OBJECTIVE: Turn every line of the items below into a Markdown table with two columns, Number and Entry, giving each row a number and skipping blank lines. Leave the pictures out of the answer.

DATA ROWS:
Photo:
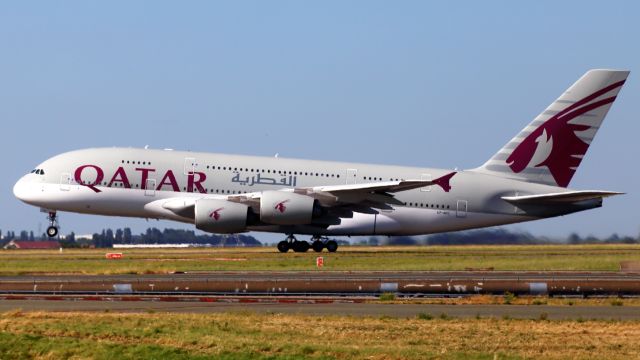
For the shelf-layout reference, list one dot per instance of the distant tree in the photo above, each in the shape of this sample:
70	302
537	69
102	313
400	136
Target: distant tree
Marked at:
97	240
108	239
574	239
126	236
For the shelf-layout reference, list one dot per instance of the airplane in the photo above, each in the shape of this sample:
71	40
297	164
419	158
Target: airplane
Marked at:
525	180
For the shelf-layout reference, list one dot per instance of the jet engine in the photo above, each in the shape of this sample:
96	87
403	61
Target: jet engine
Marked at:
287	208
221	216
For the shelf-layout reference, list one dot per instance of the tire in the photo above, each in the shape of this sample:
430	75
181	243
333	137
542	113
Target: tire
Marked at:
332	246
52	231
303	246
283	246
300	246
317	246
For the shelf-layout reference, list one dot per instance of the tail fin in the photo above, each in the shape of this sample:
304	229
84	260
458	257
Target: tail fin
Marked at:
550	149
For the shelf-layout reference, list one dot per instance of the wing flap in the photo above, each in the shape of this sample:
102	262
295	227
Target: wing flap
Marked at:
560	198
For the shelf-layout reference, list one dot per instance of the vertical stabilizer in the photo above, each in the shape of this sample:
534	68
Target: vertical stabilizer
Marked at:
550	149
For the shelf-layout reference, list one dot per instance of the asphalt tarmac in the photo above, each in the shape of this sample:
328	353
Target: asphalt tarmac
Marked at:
334	283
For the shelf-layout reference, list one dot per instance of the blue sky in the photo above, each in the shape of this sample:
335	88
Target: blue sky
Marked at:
438	84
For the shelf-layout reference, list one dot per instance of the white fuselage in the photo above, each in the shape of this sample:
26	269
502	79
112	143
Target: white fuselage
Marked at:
137	182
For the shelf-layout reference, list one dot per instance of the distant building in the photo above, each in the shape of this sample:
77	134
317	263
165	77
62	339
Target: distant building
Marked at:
17	244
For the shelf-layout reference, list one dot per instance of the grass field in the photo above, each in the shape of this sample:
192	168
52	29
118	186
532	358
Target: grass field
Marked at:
276	336
140	261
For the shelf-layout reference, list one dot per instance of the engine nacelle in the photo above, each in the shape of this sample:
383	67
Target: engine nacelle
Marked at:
287	208
221	216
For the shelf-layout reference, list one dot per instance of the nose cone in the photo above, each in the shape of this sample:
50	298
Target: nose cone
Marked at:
23	190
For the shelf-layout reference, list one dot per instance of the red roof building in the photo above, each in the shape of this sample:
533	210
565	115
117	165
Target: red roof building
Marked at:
17	244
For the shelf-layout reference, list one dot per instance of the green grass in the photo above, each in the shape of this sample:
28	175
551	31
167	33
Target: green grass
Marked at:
536	257
247	335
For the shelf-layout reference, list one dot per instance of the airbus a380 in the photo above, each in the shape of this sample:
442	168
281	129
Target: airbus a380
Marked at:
525	180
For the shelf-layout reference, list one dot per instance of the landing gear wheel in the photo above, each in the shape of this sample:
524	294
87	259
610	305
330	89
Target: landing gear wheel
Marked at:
283	246
332	246
52	231
300	246
317	246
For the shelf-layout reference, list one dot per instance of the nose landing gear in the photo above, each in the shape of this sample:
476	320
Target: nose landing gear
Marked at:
292	243
52	230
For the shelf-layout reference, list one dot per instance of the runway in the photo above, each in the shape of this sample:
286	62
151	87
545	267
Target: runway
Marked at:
348	309
356	283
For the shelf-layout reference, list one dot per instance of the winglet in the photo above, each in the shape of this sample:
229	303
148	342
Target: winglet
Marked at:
443	181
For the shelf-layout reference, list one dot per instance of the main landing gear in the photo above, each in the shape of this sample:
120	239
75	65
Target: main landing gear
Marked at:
317	244
52	230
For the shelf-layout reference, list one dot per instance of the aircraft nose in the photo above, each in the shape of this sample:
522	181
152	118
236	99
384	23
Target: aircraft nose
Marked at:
21	190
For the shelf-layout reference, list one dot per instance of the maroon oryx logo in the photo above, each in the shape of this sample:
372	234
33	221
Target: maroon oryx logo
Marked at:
215	214
280	206
554	143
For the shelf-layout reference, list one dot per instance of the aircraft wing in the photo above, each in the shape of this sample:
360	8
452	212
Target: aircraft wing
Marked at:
370	193
560	198
358	197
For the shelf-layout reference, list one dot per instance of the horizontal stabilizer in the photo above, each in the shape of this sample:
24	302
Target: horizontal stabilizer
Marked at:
560	198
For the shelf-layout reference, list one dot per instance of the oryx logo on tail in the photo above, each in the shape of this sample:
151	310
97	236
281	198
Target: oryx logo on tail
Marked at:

IN RESPONSE:
| Number | Entry |
|---|---|
| 1 | Photo: |
| 2 | For the shelf-layout reference, list one dot per instance of the distant tree in the photo above, each in the shape of this sample: |
| 3 | 70	302 |
| 4 | 537	69 |
| 5 | 102	313 |
| 6 | 400	136 |
| 7 | Target: distant tree |
| 8 | Marked at: |
| 9 | 97	240 |
| 10 | 108	239 |
| 11 | 574	239 |
| 12 | 126	236 |
| 13 | For the shelf-layout reference, list one dot per instance of the airplane in the photo above, each in the shape of this sample: |
| 14 | 71	40 |
| 15 | 297	164 |
| 16 | 419	158 |
| 17 | Target: airplane |
| 18 | Marked at: |
| 19 | 525	180 |
| 20 | For the shelf-layout reference, list one dot per instance of the jet engine in the photo above, each in the shape of this sample: |
| 21 | 96	87 |
| 22 | 403	61 |
| 23 | Target: jet engine |
| 24 | Marked at: |
| 25 | 287	208 |
| 26 | 221	216 |
| 27 | For the shelf-layout reference, list one dot per instance of the tire in the photo above, each in the shape of this sample: |
| 28 | 430	75 |
| 29 | 181	243 |
| 30 | 333	137 |
| 31 | 542	113 |
| 32 | Target: tire |
| 33 | Marked at: |
| 34 | 332	246 |
| 35 | 52	231 |
| 36 | 303	246 |
| 37 | 283	246 |
| 38 | 300	246 |
| 39 | 317	246 |
| 40 | For the shelf-layout reference, list one dot per instance of the tail fin in the photo above, each in the shape of this sample: |
| 41 | 304	229 |
| 42 | 84	260 |
| 43 | 458	257 |
| 44 | Target: tail fin |
| 45 | Marked at: |
| 46 | 550	149 |
| 47 | For the shelf-layout reference, list one dot per instance of the wing flap in the photo above, each in the shape of this sample: |
| 48 | 102	262 |
| 49 | 295	227 |
| 50 | Target: wing flap |
| 51 | Marked at: |
| 52 | 560	198 |
| 53 | For the shelf-layout reference, list one dot per instance of the vertical stabilizer in the photo above, each in the shape of this sample: |
| 54 | 534	68 |
| 55 | Target: vertical stabilizer |
| 56 | Marked at: |
| 57 | 550	149 |
| 58 | For the shelf-layout reference, list one dot per instance of the asphalt tarmac in the photo above, each in the shape of this sample: |
| 59 | 328	353 |
| 60 | Target: asphalt tarmac |
| 61 | Marked at: |
| 62 | 334	283 |
| 63 | For the shelf-layout reference, list one dot per instance of the blue sky in the photo above, each in the shape of this sample: |
| 64 | 335	88 |
| 65 | Target: blue sky |
| 66 | Marked at: |
| 67 | 438	84 |
| 68 | For the shelf-layout reference, list one dot per instance of the white fuselage in the photo above, each in the shape of this sample: |
| 69 | 26	269 |
| 70 | 502	79 |
| 71 | 112	143 |
| 72 | Target: white fuselage |
| 73 | Marked at: |
| 74 | 137	182 |
| 75 | For the shelf-layout reference, list one dot per instance of the distant building in the photo above, each in the shape of this sample: |
| 76 | 77	134 |
| 77 | 317	263 |
| 78 | 165	77 |
| 79 | 62	339 |
| 80 | Target: distant building |
| 81 | Marked at: |
| 82 | 17	244 |
| 83 | For the shelf-layout reference, list one dot per instance of the grass field in the photo above, each in the shape of this sample: |
| 84 | 192	168 |
| 85 | 52	29 |
| 86 | 118	186 |
| 87 | 532	358 |
| 88 | Target: grass field |
| 89 | Marked at: |
| 90 | 276	336 |
| 91 | 140	261 |
| 92 | For the shelf-layout reference, list one dot per instance of the engine nacelle in the photo above, each in the shape of this sample: |
| 93 | 383	67 |
| 94 | Target: engine nacelle |
| 95 | Marked at: |
| 96 | 287	208 |
| 97 | 221	216 |
| 98 | For the shelf-layout reference, list one dot per instance of the nose cone in the photo above, each in the shape of this sample: |
| 99 | 50	298 |
| 100 | Target: nose cone |
| 101 | Marked at: |
| 102 | 23	190 |
| 103 | For the shelf-layout reference, list one dot per instance of the red roof building in the photo above, each in the shape of this sample: |
| 104 | 533	210 |
| 105 | 565	115 |
| 106 | 117	165 |
| 107 | Target: red roof building |
| 108 | Marked at: |
| 109 | 17	244 |
| 110 | For the shelf-layout reference, list one dot per instance of the green grass in the photo above, each in the shape of this sample: |
| 111 | 28	175 |
| 112 | 551	31 |
| 113 | 167	33 |
| 114 | Target: green grass |
| 115 | Marked at: |
| 116 | 536	257 |
| 117 | 247	335 |
| 118 | For the shelf-layout reference, list one dot per instance of the airbus a380 in the photo above, each in the shape of this sample: |
| 119 | 442	168 |
| 120 | 281	129 |
| 121 | Target: airbus a380 |
| 122 | Marked at: |
| 123 | 525	180 |
| 124 | For the shelf-layout reference, list one dot per instance of the landing gear wheel in the photo above, each in the shape of this sample: |
| 125 | 524	294 |
| 126 | 87	259 |
| 127 | 610	305 |
| 128 | 330	89 |
| 129 | Target: landing gear wheel |
| 130 | Marked at: |
| 131 | 283	246 |
| 132 | 332	246 |
| 133 | 52	231 |
| 134 | 300	246 |
| 135 | 317	246 |
| 136 | For the shelf-layout reference, list one dot per instance of the nose landing gear in the photo above, each in the shape of this sample: |
| 137 | 476	320 |
| 138 | Target: nose landing gear |
| 139 | Marked at: |
| 140 | 292	243 |
| 141 | 52	230 |
| 142 | For the shelf-layout reference, list one dot per instance of the runway in the photo above, each in the shape of this sample: |
| 143 | 286	62 |
| 144 | 151	87 |
| 145 | 545	267 |
| 146 | Target: runway |
| 147 | Marked at: |
| 148 | 348	309 |
| 149 | 356	283 |
| 150 | For the shelf-layout reference, list one dot per instance of the winglet in the photo above, each in the shape of this sample: |
| 151 | 229	303 |
| 152 | 148	342 |
| 153 | Target: winglet |
| 154 | Marked at: |
| 155 | 443	181 |
| 156 | For the shelf-layout reference, list one dot per instance of the main landing gear in the photo above, each in the shape of this sample: |
| 157 | 120	239 |
| 158 | 75	65 |
| 159 | Target: main landing gear |
| 160 | Marked at: |
| 161 | 317	244 |
| 162 | 52	230 |
| 163 | For the shelf-layout reference, list one dot per instance of the aircraft nose in the photo above, each in the shape of this sample: |
| 164 | 522	181 |
| 165 | 152	118 |
| 166 | 236	99 |
| 167 | 384	23 |
| 168 | Target: aircraft nose |
| 169 | Marked at: |
| 170 | 21	190 |
| 171 | For the shelf-layout reference, list one dot per instance of the maroon oryx logo in the photo above, each in the shape of this sample: |
| 172 | 372	234 |
| 173 | 33	221 |
| 174 | Target: maroon oryx logo |
| 175 | Marked at: |
| 176 | 215	214 |
| 177 | 280	206 |
| 178 | 554	143 |
| 179 | For the shelf-layout reference, list one dot per instance of the aircraft wing in the photo above, each in the shape of this sample: |
| 180 | 360	8 |
| 181 | 452	212 |
| 182 | Target: aircraft wing |
| 183 | Marked at: |
| 184 | 370	193 |
| 185 | 560	198 |
| 186 | 358	197 |
| 187 | For the shelf-layout reference, list one dot per instance of the horizontal stabilizer in the photo above, each in the shape of this sample: |
| 188 | 24	302 |
| 189 | Target: horizontal stabilizer |
| 190 | Marked at: |
| 191 | 560	198 |
| 192 | For the shelf-layout reference, list one dot per instance of the oryx logo on tail in the photo above, each in the shape of this sample: |
| 193 | 151	310 |
| 194 | 97	236 |
| 195 | 281	198 |
| 196 | Target: oryx logo on tail |
| 197 | Marked at: |